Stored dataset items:
== Segment start ==
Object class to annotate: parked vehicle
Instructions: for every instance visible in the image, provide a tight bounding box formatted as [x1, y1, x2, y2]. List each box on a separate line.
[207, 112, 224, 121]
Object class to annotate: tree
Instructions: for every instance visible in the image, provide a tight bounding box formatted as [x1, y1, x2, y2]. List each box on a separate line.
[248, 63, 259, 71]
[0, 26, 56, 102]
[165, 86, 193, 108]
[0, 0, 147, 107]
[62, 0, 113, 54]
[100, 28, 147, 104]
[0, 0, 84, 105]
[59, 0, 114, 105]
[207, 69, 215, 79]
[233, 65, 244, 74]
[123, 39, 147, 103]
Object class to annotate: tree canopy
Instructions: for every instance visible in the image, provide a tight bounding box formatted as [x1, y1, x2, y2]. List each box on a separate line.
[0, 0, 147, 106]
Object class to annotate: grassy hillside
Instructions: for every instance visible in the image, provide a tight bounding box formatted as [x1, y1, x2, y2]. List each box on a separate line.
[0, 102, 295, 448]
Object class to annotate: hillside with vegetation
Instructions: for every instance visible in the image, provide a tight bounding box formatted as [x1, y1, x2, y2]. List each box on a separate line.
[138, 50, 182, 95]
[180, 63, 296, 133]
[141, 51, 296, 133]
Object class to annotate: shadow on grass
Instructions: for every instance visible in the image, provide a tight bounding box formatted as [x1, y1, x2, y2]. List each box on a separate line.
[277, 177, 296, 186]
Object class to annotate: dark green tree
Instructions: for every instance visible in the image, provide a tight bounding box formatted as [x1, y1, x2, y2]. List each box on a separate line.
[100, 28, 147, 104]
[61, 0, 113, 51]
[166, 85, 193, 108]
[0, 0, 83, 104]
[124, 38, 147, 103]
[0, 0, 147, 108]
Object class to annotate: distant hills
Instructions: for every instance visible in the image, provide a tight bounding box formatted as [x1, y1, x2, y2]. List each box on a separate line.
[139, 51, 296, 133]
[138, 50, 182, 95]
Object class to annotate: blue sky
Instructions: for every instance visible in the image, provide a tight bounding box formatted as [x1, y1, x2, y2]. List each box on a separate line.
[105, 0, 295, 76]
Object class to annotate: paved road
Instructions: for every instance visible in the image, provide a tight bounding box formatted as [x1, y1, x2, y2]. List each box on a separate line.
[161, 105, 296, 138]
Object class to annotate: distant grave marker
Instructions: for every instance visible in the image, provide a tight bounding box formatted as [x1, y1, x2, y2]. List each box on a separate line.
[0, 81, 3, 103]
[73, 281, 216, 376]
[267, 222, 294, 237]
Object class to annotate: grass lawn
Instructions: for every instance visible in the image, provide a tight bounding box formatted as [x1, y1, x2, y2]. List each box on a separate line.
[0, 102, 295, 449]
== Segment end ==
Task objective: Find the line that contains "Object class to annotate: grass lawn" in the data above. Reproduce it and every later line exactly, through the last one.

Written response:
Object class to annotate: grass lawn
Instructions: for every instance visible in the image, provide a tight bounding box formatted as [x1, y1, x2, y2]. List each box on a separate line.
[0, 102, 295, 449]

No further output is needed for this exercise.